Julius Evola – Rivolta Contro il Mondo Moderno

La principale opera evoliana scritta prima del secondo conflitto mondiale, Rivolta contro il mondo moderno, ebbe in Italia non più di dieci recensioni, tutte su pubblicazioni di modesta diffusione1. Questo impegnativo «studio di morfologia delle civiltà e di filosofia della storia», certo molto originale nel panorama culturale del nostro paese, «non fu quasi affatto notato»2 dalla cultura “ufficiale” del regime fascista e anche da quegli autori, come Croce, Spirito, Volpicelli, Aliotta, Sciacca, Thilgher, che in altre occasioni si sarebbero interessati al pensiero di Evola, attribuendogli, quanto meno, rigore intellettuale e vasta cultura.
Tra gli studiosi l’unica eccezione di rilievo fu solo quella di Filippo Burzio3, che riconobbe la «serietà di Evola» e la profondità delle argomentazioni contenute nella Rivolta. Questo silenzio quasi assoluto potrebbe essere usato strumentalmente per dimostrare lo scarso valore dell’opera, se alcuni lusinghieri riscontri al livello internazionale, di cui parleremo più avanti, non contraddicessero, già di per sé, tale giudizio liquidatorio. Ci sembra, quindi, più realistico ed esaustivo fornire altre spiegazioni, meno superficiali. Infatti l’ambiente intellettuale italiano era, negli Anni Trenta, ancor meno recettivo di quello del dopoguerra nei confronti del pensiero evoliano, della sua radicale proposta antimoderna, “tradizionale”.

- BLOCCO DATI:
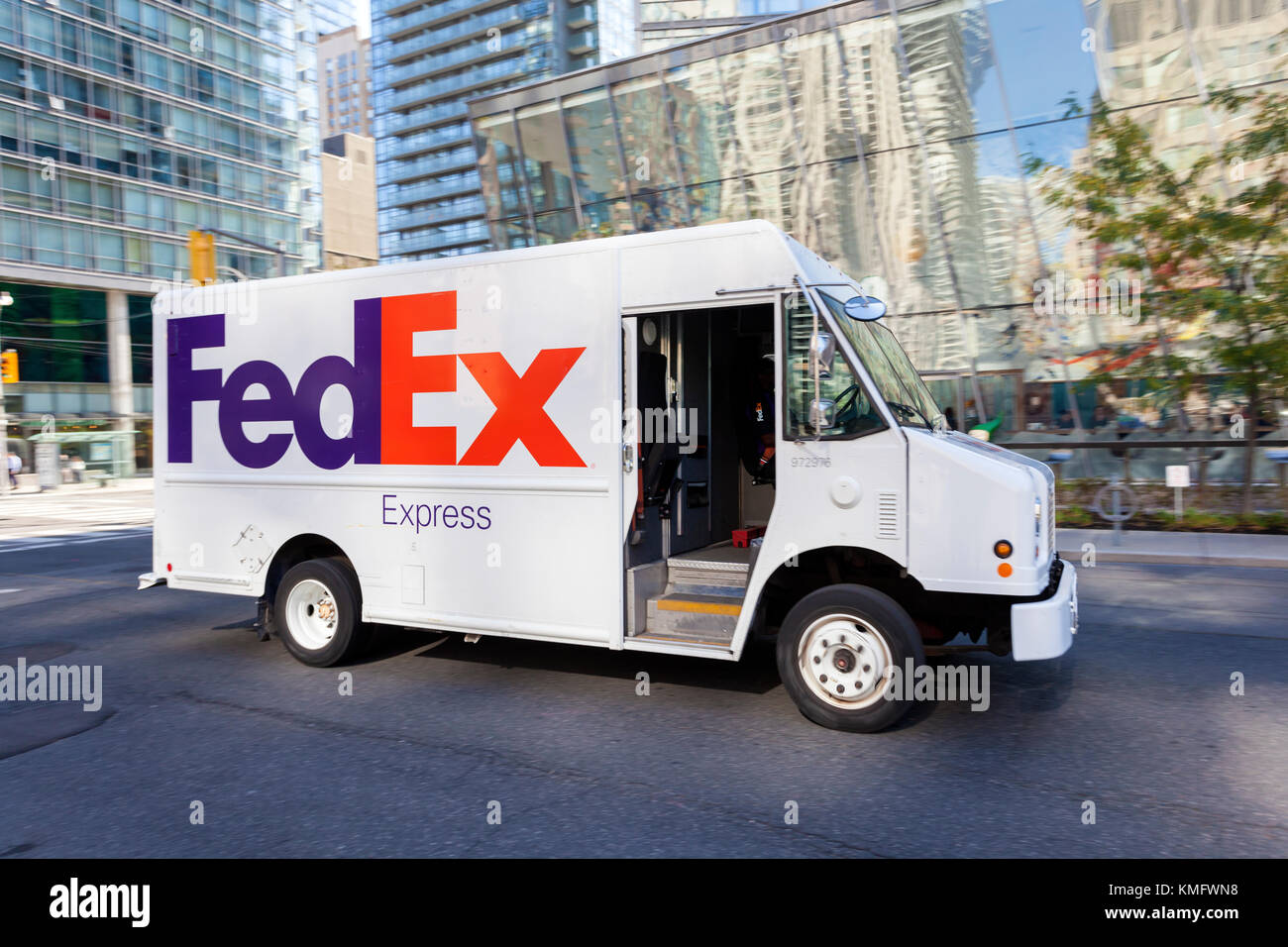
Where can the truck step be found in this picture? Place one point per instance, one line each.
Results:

- CONSEGNA 1:
Secondo il brano su Rivolta contro il mondo moderno, quante recensioni ebbe l'opera in Italia?
- CONSEGNA 2:
Indica se ciascuna affermazione concorda con il brano su Rivolta contro il mondo moderno, rispondendo sì o no e citando le parole decisive: (a) Filippo Burzio riconobbe la serietà di Evola; (b) negli Anni Trenta l'ambiente intellettuale italiano era più recettivo verso il pensiero evoliano che nel dopoguerra; (c) l'opera viene presentata come uno studio di morfologia delle civiltà e di filosofia della storia.
- CONSEGNA 3:
Continua il brano su Rivolta contro il mondo moderno partendo dopo la sua ultima frase.

- RISPOSTA 1:
Non più di dieci, tutte su pubblicazioni di modesta diffusione.

- RISPOSTA 2:
(a) Sì: "riconobbe la «serietà di Evola»".
(b) No: "era, negli Anni Trenta, ancor meno recettivo di quello del dopoguerra".
(c) Sì: "«studio di morfologia delle civiltà e di filosofia della storia»".

- RISPOSTA 3:
Né la cultura fascista, percorsa da fremiti vitalistici, futuristi, nazionalisti, idealistico-gentiliani, con alcuni, pesanti, e talora inconfessati, debiti verso l’ideologia giacobina e i miti della Rivoluzione Francese, né la cultura democratica antifascista, fortemente legata al pensiero illuminista e, più in generale, alla grande trasformazione ideologica operata nel Rinascimento, potevano apprezzare uno studioso che ridimensionava drasticamente il valore di Storia, Progresso, Scienza, Umanesimo, Modernità, Nazione. La sua cultura aristocratica, cultura della qualità e della forma, legata a grandi filoni dottrinari europei4, allora poco noti in Italia, risultava a tanti troppo impolitica, quasi incomprensibile: nel generale ottimismo dell’epoca, giustificato da uno storicismo trasversale alla dicotomia fascismo-antifascismo, la sua attenzione per il problema della decadenza, il suo interesse per il Sacro, la Trascendenza, l’Impero, la Gerarchia, da lui ritenuti realtà sovratemporali, patrimonio della Tradizione e non sottoposte, né sottoponibili, al giudizio degli individui o della Storia divinizzata, risultavano fuori dal dibattito filosofico, anacronistici.
Gli stessi critici dello storicismo si trovavano agli antipodi delle idee di universalità e impersonalità propugnate da Evola: si trattava di “relativisti” che declinavano i paradigmi della “modernità” in forme diverse, ma pur sempre qualitativamente omogenee, nei loro tratti di base, con quelle dei loro avversari. Anche i cattolici, i meno lontani, apparentemente, dalla concezione spirituale dell’autore di Rivolta, ne rifiutavano la visione “ecumenica” in campo metafisico-religioso e non avevano dimenticato i pesanti rilievi critici nei confronti del cristianesimo da lui più volte espressi appena sei-sette anni prima5. In definitiva Evola in quanto studioso della Tradizione e pensatore-analista della crisi della modernità, era necessariamente un escluso: così voleva il cosiddetto “spirito del tempo”.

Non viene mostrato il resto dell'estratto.